▸ Document
** begin **

Household efficiency
If the price difference is impressive, the difference in efficiency is even more so. The number of kilowatts consumed by our household in a year dramatically dropped after the heat pump was installed.
Again, there are a few notes to make before I continue. Firstly, when I say “household” I do include the car. Between April 2019 and November 2019 the vast majority of our driving was done in a 10-year-old 1.2l Fiat Panda. From December 2019 onward it has been a Renault Zoé EV. I kept detailed records of our mileage, so to calculate the kW per day consumed by the Panda I took the round average litres of fuel per month (70 litres) multiplied by 8.9 kW per litre of fuel (taken from this website), multiplied by 12 months and divided by 365 days. It comes to 20.48 kW per day for the car.
For calculating the kW used by the gas boiler I used the figure of 13.4 kWh of energy per kilogram of gas burned. This is a debatable figure, the top source in Google cites 14.019 kWh but I also found reputable sources stating sub-13 kWh values, so I opted for something in the middle.
In January 2020 the kWh generated with propane gas peaked at an average of 134 kWh per day over a 5-day period. If you add in the parallel electricity use (the car is electric at this point) in the high-20s of kWh, we’re around the 160 kWh per day mark. I’ve already stated our heaviest day since was 97 kWh.
And again, when you look at averages the heat pump (mostly, but also the electric car) is way more efficient. 133.69 kWh per day was the average in January 2020 versus 69.74 kWh in January 2021. And if we go back to April 2019, when we still had the Fiat Panda, the average kWh per day was 66.81 versus 29.92 with the heat pump and the EV in April 2020, significantly less than half the energy consumption year on year.
CO2 emissions
The only measure that really matters, when it comes to the environment, is how much CO2 is being emitted. This study clearly excludes the CO2 impact of other factors, such as our food choices and other lifestyle choices like clothes and holidays. It looks solely at household energy, heating and local transport.
It also only deals with the point of consumption and not the manufacture of the plant, the latter point being up for debate. I couldn’t find any sources raising concern about the environmental impact of manufacturing heat pumps, but on the EV side, for example, cynics will point at the amount of water consumed by lithium production for batteries. (Though most of them will have smartphones, tablets, laptop computers, and so on, so they tend to be selective about when they choose to criticise lithium batteries — and they also ignore car battery re-use programs in industrial storage and re-use in forklift trucks, golf carts, and so on.) In any case, I don’t want to debate that here. I simply want to be clear this is not “full life-cycle” CO2 emissions, rather “in service” CO2 emissions.

** end **

▸ Record set
** begin **

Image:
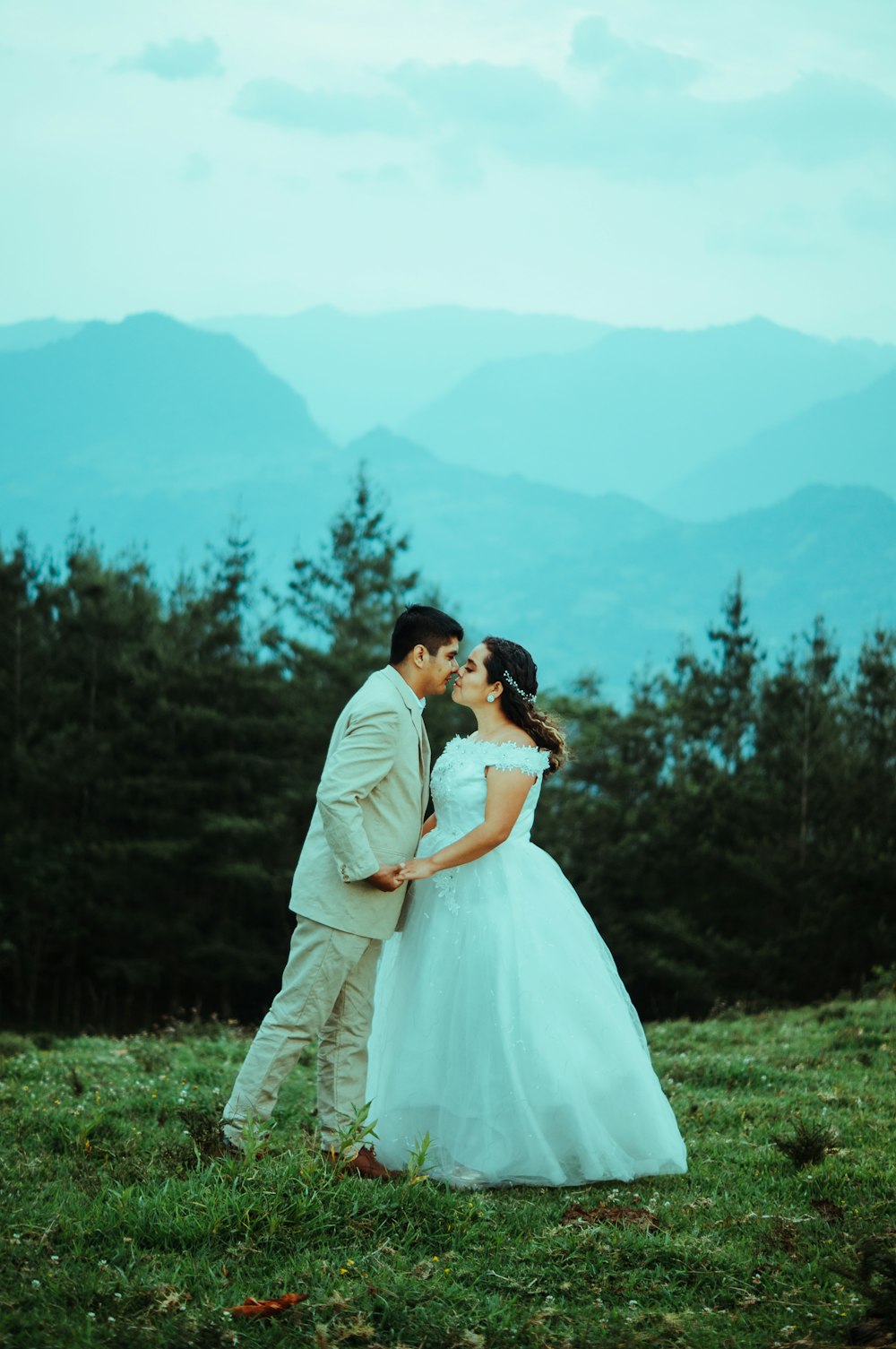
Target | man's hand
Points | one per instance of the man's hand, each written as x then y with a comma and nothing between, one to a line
418,869
386,878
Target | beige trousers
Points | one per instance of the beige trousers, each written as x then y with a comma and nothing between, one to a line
327,997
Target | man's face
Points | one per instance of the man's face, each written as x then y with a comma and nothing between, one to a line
439,668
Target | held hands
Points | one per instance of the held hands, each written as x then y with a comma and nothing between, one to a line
418,869
387,878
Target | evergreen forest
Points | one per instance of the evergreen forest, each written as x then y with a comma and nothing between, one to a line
732,831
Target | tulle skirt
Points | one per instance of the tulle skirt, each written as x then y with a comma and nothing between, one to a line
504,1033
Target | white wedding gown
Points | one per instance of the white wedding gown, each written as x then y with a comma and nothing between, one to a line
501,1025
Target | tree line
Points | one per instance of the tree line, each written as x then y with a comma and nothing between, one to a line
732,831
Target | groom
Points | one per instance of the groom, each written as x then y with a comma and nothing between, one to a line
371,801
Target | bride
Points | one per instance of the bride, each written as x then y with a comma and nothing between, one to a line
501,1025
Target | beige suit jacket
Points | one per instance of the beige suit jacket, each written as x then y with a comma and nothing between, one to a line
371,801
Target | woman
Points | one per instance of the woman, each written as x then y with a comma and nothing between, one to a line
501,1025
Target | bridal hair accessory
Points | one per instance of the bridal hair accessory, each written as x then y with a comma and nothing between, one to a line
511,680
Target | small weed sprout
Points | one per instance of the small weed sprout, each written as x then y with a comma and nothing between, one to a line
808,1143
357,1133
418,1167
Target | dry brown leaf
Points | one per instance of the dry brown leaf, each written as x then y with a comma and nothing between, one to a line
267,1306
606,1213
829,1210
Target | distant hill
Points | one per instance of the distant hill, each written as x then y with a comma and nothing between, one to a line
359,371
35,332
589,583
640,409
147,402
838,441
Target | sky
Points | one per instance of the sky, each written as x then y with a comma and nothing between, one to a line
642,162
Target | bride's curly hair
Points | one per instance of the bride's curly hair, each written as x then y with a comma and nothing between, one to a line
509,659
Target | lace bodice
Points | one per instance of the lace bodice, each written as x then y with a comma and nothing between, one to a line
459,793
459,784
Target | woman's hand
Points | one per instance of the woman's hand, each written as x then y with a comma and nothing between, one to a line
418,869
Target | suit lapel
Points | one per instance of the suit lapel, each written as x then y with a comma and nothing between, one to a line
412,703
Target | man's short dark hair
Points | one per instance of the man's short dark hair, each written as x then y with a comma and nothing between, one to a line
423,627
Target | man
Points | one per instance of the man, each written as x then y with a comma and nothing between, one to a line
347,896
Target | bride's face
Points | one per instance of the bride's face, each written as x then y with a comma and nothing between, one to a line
472,684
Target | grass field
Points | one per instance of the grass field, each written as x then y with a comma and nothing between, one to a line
120,1228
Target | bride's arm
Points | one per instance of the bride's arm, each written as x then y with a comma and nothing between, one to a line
505,796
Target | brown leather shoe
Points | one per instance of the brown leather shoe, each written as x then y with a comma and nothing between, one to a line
365,1164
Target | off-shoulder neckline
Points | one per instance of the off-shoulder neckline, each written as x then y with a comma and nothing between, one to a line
496,745
519,745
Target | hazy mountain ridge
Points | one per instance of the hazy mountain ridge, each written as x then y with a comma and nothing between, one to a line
640,409
35,332
842,440
157,435
363,370
149,397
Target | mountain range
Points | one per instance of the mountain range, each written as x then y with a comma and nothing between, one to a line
157,433
640,411
367,370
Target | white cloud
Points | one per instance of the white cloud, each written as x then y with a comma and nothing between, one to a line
176,59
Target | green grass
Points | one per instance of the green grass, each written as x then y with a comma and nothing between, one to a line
117,1228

** end **

▸ Complete the following
• 1. Sum up the heat pump article in two sentences.
• 2. Answer these questions from the heat pump article.
(a) Which car did the household drive from December 2019 onward?
(b) What figure for energy per kilogram of gas burned was used for the gas boiler?
(c) Which three areas does the study look at when measuring CO2?
• 3. Carry the heat pump article on from its last sentence.

▸ Answers to the exercises
• 1. After the heat pump was installed, the household's energy use, counted with the car included, fell sharply: the January daily average went from 133.69 kWh in 2020 to 69.74 kWh in 2021, and the April average went from 66.81 kWh in 2019 to 29.92 kWh in 2020. The CO2 section covers only household energy, heating and local transport at the point of consumption, so it gives "in service" rather than full life-cycle emissions.

• 2.
(a) A Renault Zoé EV.
(b) 13.4 kWh per kilogram.
(c) Household energy, heating and local transport.

• 3.
How you measure the CO2 emitted by different fuels and by the electricity grid is also contentious. I’ll explain what I’ve done, you can either agree with me this is reasonable or apply your own maths to my measurements.
For propane gas I settled on 2.99 kg of CO2 per kg of propane burned, taken from this web page, which seems to me to be a reasonable source with no reason to have any particular bias. For petrol (for the period we were running the Fiat Panda) I used 2.3 kg of CO2 per litre of petrol burned, which Google indicates is a widely accepted figure.
Electricity is less clear-cut. According to Climate Transparency, CO2 emissions per kWh of French electricity is already a scant 0.048 kg, thanks to the huge investment in nuclear energy in the 1960s. Perhaps controversially, I’ve gone in harder than that. Although clearly we cannot specify only green energy comes “down the pipe”, so to speak, we have a contract that states any money we pay goes 100% back into renewable energy providers and sites, a mix of solar, hydro and wind power. Good luck finding an agreed-upon figure, but Carbon Brief claim these energy sources have CO2 emissions of just 0.005 kg of CO2 per kWh generated. So that’s the number I’m using for my electricity. It might be naive, it might be accurate, I have no way of knowing!
So with the base numbers explained, let’s look at the CO2 emissions chart:
Wow. In January 2020, even with an EV already and a green energy contract, we were averaging 24.66 kg of CO2 emitted per day. In stark contrast, and based on the figures above, in January 2021 the average CO2 emitted per day was only 0.59 kg. That is an astounding drop in CO2 emissions!
Extrapolating that out to annual figures, in the last year we have emitted around 153 kg of CO2 as a household, compared with 5,051 kg of CO2 — over 5 tons! — the year before. That is a massive win.
Learning points
The main point is “going green” with your household energy is definitely worthwhile. Even if you don’t really care about the environmental aspects, which you probably do or you wouldn’t even be reading this, this is viable technology that is categorically cheaper, in the long-run, than the “dirtier” equivalents, even though the up-front costs can sting a little.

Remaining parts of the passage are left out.